Task statement:
Copy the lines below word for word, leaving out the pictures.
= = = = = = =
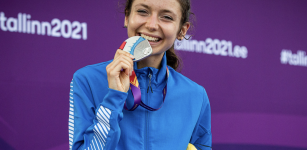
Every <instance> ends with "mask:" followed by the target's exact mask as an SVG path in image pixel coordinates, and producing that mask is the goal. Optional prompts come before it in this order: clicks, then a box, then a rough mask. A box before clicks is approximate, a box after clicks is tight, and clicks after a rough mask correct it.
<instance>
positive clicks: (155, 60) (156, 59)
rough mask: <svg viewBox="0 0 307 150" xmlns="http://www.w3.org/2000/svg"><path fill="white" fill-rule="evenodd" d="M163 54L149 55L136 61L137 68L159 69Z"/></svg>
mask: <svg viewBox="0 0 307 150" xmlns="http://www.w3.org/2000/svg"><path fill="white" fill-rule="evenodd" d="M163 55H164V53H162V54H159V55H151V56H148V57H147V58H145V59H143V60H141V61H138V62H137V65H138V69H141V68H144V67H153V68H157V69H160V67H161V61H162V58H163Z"/></svg>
= = = = = = =
Reply:
Every <instance> ends with "mask:" followed by the target's exact mask as an SVG path in image pixel coordinates, and producing that mask is the goal. Optional prompts come before it in this order: clicks, then a box, then a rough mask. A box before clicks is approximate, a box after clicks is tight, and clicks after a rough mask correct it.
<instance>
positive clicks: (155, 60) (156, 59)
rough mask: <svg viewBox="0 0 307 150" xmlns="http://www.w3.org/2000/svg"><path fill="white" fill-rule="evenodd" d="M163 54L149 55L136 61L137 68L159 69Z"/></svg>
mask: <svg viewBox="0 0 307 150" xmlns="http://www.w3.org/2000/svg"><path fill="white" fill-rule="evenodd" d="M163 55H164V53H162V54H159V55H151V56H148V57H147V58H145V59H143V60H141V61H138V62H137V65H138V69H141V68H144V67H153V68H157V69H160V67H161V61H162V58H163Z"/></svg>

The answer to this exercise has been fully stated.